───── Data for this exercise
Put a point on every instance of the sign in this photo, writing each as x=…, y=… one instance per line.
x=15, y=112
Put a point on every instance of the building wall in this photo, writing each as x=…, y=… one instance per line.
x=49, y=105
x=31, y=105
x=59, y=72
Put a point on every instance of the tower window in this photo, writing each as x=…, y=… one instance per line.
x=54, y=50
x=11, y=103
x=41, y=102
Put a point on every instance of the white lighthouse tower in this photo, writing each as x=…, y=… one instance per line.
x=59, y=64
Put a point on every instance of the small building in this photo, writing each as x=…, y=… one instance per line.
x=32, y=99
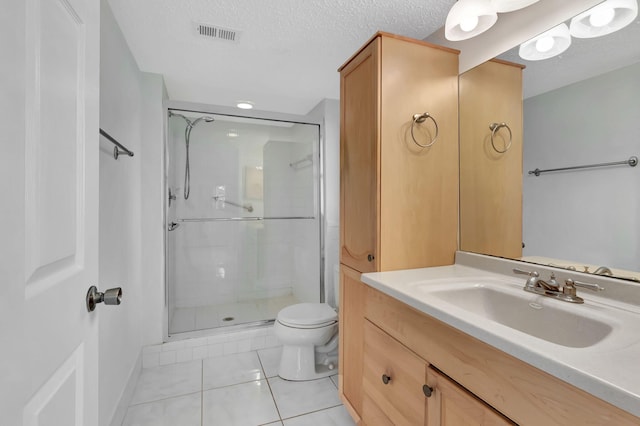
──────────
→ Try it: Copy exactly what appears from the line holding "Put a point on every instance of the small" to the end of the material, keeping both end lines. Pictures are not part of the copy.

→ Exercise response:
Put a point on every instance of the small building in this photo, writing each as x=…, y=… one instance per line.
x=32, y=99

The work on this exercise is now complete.